▸ **THE PROBLEM**:
Retype the passage of the Thanksgiving blog post that opens with the words containing "Despite not being" and closes with "whole of society.", keeping every character as it appears.

▸ **ARTICLE**:
-------------------------

Thursday, November 28, 2013

My Thanksgiving Wish


While today is nationally celebrated as Thanksgiving, today is also special in our household as it is my daughter’s third birthday. To make sure she has a special day all to herself, though, we will be celebrating on Saturday.  More than anything else she wants, including a Doc McStuffins doll and a live puppy (sorry kid, so not happening), she keeps informing me, “I want Paris home for my party.”  I was also told, “Guess what, Momma? Paris is my cousin, but she is also my best friend. I want Paris at my party.”
 

 I still haven’t had the heart to tell my daughter that Paris can’t make it home for her party because she’s too young to travel without her mom and we don’t get to see Aunt Kelly over the Thanksgiving holidays -- ever.  

Once my sister took a management job for a popular retail chain, that was the end of our whole family sitting around a table eating turkey and drinking cheap wine.  Black Friday became the outranking, capitalist celebration that pulled my sibling away from her family.  It has been more than five years since she has shared a table with us for Thanksgiving.  


We must buy all the things! Buy all the things!
 Despite not being able to drive the distance to be with family as she had to be ready for a seven am opening -- then a five am opening -- then a midnight opening -- at least she has been able to cook her own small feast for her immediately family.   This year, however, she must be at the store overseeing sales on Thanksgiving Day itself.  I don’t blame her employer for this decision, though.  I blame the whole of society.


 When did we decide that saving a few dollars is more important than building memories with our families?  When did we place consumerism above companionship and camaraderie?  With each passing year, it seems that more of our traditional values are tossed aside or burned up in fiery flames of greed.  Perhaps I believe this simply because I am aging.  Maybe it’s me that is changing, rather than the world about me.  I don’t believe that one bit though.  

 While change is inevitable and can often be positive, this change was avoidable and is most certainly negative. The choice to open store doors on Thanksgiving is an ugly mutation of traditional American values.  Who would rather be at a Best Buy pushing a cart through gathering crowds when she could be seated next to a warm fire with a glass of hard cider in one hand and her other hand holding onto her parent or partner?  Who would rather storm his way through the sliding glass doors of Wal-Mart for a large screen TV when he could be cheering on his favorite team with his family? Aren't we suppose to be thankful for the blessings we already have instead of trying to acquire more, more, more?

-------------------------

▸ **RECORDED INFORMATION**:

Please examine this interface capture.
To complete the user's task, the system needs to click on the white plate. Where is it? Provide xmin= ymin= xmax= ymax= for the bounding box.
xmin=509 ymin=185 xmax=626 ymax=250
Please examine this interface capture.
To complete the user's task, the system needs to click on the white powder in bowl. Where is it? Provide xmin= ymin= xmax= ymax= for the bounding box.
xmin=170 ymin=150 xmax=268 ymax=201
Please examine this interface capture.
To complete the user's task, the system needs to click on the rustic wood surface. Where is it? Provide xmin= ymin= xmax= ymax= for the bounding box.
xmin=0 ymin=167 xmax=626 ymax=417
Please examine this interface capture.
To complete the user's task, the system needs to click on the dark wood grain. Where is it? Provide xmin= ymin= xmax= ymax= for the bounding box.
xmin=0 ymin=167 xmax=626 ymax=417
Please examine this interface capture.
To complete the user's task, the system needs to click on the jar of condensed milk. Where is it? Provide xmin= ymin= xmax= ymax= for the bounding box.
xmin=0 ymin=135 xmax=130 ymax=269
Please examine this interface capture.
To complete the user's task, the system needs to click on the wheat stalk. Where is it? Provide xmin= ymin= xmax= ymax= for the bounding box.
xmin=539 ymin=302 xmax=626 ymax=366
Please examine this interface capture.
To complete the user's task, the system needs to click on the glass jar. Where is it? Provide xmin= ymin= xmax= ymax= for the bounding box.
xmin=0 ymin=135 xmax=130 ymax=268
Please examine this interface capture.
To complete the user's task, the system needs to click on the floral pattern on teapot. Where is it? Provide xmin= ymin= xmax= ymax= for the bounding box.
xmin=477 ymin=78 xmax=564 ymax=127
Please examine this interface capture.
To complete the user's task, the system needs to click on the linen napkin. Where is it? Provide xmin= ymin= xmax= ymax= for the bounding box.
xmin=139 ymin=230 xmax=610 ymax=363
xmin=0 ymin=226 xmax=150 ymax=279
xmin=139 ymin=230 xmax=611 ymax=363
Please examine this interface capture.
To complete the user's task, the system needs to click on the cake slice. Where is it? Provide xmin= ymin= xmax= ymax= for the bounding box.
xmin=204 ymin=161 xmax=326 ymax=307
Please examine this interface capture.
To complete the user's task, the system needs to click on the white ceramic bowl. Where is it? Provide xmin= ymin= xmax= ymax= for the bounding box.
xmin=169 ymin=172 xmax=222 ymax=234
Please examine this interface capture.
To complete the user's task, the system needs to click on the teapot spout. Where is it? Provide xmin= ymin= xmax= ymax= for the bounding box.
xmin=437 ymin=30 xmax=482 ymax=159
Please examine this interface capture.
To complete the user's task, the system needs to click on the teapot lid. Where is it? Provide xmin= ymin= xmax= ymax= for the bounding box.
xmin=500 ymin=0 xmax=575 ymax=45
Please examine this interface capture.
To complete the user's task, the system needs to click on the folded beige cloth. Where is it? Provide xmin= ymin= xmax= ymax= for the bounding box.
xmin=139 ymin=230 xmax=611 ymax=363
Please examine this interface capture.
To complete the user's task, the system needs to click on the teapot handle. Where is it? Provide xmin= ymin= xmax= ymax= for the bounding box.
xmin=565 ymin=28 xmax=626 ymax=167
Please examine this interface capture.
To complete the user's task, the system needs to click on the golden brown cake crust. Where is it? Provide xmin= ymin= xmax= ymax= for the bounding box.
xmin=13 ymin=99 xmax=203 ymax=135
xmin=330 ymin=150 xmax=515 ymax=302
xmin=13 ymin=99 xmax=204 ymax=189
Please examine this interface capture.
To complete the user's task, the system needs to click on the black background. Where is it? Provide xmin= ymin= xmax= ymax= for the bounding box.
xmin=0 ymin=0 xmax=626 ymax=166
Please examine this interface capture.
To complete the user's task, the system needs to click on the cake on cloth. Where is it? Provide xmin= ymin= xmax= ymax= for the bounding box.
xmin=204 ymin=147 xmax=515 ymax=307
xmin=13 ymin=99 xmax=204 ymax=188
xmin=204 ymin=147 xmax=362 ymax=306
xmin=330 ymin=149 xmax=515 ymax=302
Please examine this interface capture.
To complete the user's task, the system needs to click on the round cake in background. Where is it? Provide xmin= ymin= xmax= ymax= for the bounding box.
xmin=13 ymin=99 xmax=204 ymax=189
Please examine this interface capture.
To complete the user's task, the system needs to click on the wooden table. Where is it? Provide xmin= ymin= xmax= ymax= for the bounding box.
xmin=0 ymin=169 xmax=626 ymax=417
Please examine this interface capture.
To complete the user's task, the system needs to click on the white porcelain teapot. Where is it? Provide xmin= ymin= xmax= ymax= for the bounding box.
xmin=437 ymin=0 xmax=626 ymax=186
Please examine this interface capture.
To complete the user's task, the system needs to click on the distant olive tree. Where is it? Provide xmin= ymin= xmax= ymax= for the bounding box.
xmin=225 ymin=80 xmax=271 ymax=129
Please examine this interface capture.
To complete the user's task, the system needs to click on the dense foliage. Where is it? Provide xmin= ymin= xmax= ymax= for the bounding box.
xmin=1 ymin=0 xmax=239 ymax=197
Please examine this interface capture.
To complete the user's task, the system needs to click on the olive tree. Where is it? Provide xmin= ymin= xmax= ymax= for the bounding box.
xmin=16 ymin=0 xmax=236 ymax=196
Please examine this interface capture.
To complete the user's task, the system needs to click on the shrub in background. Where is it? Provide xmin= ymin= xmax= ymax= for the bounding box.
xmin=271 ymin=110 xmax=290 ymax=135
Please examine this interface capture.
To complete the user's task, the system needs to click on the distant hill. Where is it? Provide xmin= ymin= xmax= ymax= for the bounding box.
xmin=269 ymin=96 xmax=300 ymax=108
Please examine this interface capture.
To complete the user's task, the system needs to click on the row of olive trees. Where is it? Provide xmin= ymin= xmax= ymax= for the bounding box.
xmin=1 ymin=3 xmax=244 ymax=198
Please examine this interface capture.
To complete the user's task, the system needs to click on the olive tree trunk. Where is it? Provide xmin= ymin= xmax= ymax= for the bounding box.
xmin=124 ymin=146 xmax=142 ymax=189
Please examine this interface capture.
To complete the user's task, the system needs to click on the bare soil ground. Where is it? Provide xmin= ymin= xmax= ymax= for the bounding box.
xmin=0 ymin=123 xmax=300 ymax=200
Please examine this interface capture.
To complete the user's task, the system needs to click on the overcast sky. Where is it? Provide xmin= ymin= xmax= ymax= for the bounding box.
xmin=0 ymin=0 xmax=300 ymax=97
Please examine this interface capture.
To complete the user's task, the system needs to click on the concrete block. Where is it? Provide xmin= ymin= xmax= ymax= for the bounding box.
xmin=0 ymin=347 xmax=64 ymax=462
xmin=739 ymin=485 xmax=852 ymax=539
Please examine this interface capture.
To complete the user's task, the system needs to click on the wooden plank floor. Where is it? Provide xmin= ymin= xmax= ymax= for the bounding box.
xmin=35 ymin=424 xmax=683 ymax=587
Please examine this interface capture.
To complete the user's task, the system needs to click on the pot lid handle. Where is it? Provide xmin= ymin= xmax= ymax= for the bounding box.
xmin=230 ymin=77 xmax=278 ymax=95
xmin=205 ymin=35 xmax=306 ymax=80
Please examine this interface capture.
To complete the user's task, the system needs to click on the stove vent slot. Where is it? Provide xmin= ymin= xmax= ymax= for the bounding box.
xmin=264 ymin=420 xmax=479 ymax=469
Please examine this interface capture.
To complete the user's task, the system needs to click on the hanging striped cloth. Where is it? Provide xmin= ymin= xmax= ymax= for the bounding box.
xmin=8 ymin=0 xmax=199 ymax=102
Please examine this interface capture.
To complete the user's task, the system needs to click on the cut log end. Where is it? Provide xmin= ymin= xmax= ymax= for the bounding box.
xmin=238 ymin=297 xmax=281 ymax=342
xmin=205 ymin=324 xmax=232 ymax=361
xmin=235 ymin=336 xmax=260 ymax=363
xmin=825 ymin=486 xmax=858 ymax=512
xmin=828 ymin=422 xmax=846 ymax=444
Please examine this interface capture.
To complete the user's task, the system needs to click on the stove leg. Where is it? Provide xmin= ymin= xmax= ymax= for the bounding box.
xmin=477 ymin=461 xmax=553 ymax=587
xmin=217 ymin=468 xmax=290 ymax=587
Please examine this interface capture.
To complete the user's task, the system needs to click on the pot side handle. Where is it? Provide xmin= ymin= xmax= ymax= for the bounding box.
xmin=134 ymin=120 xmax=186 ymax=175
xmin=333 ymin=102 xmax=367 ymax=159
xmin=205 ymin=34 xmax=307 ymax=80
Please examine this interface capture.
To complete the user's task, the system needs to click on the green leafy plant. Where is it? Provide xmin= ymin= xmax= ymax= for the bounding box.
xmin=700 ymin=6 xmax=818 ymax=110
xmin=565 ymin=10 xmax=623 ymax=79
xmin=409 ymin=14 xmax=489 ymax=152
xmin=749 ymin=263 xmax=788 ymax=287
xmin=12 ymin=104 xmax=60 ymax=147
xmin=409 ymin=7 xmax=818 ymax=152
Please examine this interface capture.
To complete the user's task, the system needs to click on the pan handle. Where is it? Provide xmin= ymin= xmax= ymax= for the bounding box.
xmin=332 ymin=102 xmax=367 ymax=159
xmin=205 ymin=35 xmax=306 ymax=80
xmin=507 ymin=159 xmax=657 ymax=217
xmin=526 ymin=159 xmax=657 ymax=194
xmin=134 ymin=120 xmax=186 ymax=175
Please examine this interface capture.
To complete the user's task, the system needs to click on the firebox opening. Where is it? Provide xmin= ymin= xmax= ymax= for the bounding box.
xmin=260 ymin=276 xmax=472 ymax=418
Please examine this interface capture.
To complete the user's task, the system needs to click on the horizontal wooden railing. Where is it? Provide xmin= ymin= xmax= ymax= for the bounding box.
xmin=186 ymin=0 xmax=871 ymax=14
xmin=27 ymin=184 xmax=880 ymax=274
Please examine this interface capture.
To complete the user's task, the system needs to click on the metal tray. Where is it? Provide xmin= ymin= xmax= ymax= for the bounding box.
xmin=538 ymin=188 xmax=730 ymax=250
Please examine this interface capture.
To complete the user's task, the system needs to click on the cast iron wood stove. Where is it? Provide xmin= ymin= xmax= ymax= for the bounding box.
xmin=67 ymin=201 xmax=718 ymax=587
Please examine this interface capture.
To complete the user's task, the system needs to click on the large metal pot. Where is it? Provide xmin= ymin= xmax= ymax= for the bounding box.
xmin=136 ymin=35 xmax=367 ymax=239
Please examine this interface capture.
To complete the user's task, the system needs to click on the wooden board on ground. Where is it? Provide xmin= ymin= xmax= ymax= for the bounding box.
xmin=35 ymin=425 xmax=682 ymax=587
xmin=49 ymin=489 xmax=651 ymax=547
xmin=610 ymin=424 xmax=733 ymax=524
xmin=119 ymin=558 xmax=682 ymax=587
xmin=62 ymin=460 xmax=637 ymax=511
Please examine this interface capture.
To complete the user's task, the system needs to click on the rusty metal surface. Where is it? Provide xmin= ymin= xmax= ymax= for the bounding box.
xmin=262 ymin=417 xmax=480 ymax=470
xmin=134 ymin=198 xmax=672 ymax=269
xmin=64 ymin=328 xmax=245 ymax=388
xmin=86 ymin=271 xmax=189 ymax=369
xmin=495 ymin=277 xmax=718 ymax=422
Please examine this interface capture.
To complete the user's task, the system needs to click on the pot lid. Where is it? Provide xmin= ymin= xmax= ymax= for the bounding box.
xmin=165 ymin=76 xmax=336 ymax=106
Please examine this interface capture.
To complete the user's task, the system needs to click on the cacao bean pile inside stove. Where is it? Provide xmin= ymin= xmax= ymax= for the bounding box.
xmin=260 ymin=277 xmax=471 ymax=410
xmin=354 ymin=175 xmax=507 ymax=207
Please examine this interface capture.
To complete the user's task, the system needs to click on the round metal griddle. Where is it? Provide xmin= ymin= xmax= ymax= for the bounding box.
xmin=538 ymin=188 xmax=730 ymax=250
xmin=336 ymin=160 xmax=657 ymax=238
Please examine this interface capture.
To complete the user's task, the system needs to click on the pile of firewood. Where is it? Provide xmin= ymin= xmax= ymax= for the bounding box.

-------------------------

▸ **REPLY TO THE EXERCISE**:
Despite not being able to drive the distance to be with family as she had to be ready for a seven am opening -- then a five am opening -- then a midnight opening -- at least she has been able to cook her own small feast for her immediately family.   This year, however, she must be at the store overseeing sales on Thanksgiving Day itself.  I don’t blame her employer for this decision, though.  I blame the whole of society.